■ Source excerpt

========================

Including Bond, Borat, and the moment that changed the world

There’s no “Letters from Iwo Jima” on this list. No “Notes from a Scandal” or “Pan’s Labyrinth” either. Not because I didn’t like these movies but because I haven’t seen them yet. In this, I’m probably like you. “Letters,” for example, is already out in select cities, but most of us aren’t select. Since distributors increasingly release the best movies of the year in a late-December pile-up, and only in select cities, these “best of...” lists read more and more like ads for upcoming products rather than the beginning of a discussion. And it’s only getting worse.

That’s the bad news. Here’s the good news: Fantastic scenes are released year-round. (Well, maybe not in January.) There’s no particular theme on this list, but looking over it I am struck by the fact that, in this media age, in which politicians and TV news try to package life like a movie, it’s filmmakers like Clint Eastwood and Paul Greengrass who remind us: No, it’s not like a movie at all.

10. “I hear everything.”

The burden of being Superman in “Superman Returns.”

========================

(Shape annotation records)

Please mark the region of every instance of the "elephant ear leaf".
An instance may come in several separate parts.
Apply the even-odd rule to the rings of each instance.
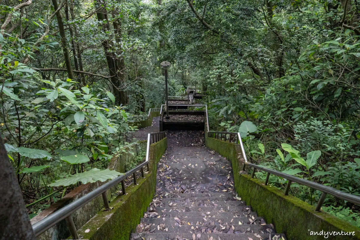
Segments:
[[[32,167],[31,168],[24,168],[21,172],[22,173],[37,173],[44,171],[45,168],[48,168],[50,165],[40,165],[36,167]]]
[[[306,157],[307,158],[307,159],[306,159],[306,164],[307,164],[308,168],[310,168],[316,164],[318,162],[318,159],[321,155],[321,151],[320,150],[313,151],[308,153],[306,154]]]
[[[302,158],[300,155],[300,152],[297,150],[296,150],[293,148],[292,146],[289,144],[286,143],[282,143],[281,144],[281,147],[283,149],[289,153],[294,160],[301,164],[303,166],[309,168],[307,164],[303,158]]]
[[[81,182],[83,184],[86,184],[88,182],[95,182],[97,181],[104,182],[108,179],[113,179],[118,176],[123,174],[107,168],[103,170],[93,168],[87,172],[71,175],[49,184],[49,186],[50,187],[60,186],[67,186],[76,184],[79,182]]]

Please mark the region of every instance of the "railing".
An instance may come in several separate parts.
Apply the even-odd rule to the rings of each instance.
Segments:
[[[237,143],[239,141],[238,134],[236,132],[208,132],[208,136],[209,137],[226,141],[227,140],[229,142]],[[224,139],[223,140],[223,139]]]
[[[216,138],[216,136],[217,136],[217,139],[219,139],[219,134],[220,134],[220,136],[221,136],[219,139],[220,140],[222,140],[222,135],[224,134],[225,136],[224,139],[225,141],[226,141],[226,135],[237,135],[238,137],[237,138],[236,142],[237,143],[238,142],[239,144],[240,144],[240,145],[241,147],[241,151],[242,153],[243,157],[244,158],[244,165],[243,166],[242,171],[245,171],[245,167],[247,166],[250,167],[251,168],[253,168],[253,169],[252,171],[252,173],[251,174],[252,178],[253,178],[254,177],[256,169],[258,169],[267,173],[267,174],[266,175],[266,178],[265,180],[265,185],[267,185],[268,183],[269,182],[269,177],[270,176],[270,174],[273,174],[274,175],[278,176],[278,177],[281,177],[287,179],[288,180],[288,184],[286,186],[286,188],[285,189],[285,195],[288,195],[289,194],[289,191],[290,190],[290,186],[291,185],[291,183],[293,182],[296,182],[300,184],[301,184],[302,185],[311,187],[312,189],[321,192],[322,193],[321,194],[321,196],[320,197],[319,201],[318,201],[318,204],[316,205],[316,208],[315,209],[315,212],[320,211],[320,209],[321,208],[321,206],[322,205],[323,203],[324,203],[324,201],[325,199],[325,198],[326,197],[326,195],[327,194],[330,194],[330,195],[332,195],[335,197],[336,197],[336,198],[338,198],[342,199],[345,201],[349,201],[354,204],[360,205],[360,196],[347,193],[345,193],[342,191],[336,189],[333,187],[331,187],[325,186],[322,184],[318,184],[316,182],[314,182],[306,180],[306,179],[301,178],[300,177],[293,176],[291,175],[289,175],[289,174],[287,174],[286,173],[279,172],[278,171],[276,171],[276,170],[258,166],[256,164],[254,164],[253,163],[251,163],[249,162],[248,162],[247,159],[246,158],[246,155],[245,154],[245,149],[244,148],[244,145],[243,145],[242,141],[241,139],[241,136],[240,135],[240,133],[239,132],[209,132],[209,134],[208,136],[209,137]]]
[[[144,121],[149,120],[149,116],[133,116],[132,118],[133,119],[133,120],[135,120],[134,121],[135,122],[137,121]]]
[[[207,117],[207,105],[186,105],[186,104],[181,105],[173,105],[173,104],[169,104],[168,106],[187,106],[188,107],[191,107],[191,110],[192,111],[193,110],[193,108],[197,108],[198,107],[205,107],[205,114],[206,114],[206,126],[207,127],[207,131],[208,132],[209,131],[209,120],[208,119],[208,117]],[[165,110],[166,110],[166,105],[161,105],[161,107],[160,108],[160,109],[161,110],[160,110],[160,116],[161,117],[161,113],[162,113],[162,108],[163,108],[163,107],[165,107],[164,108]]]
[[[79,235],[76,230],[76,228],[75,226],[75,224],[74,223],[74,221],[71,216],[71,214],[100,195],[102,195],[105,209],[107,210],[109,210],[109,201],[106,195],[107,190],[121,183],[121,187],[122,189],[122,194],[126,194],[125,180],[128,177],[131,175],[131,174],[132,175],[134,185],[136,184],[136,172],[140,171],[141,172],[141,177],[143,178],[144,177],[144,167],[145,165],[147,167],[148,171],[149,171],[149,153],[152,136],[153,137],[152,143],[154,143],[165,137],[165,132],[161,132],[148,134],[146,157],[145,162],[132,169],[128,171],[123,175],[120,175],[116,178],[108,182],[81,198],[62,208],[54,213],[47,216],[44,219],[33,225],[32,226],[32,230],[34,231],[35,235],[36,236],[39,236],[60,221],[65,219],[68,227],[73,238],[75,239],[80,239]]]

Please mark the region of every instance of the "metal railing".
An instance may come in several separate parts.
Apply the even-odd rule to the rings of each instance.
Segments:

========================

■ Instruction A
In the movie-list excerpt, why is "Letters from Iwo Jima" left off the list?
■ Instruction B
Please write out the part of the movie-list excerpt that opens with the words containing "Including Bond, Borat, and" and closes with "only getting worse.".

■ Complete answer A
The writer hasn't seen it yet.

■ Complete answer B
Including Bond, Borat, and the moment that changed the world

There’s no “Letters from Iwo Jima” on this list. No “Notes from a Scandal” or “Pan’s Labyrinth” either. Not because I didn’t like these movies but because I haven’t seen them yet. In this, I’m probably like you. “Letters,” for example, is already out in select cities, but most of us aren’t select. Since distributors increasingly release the best movies of the year in a late-December pile-up, and only in select cities, these “best of...” lists read more and more like ads for upcoming products rather than the beginning of a discussion. And it’s only getting worse.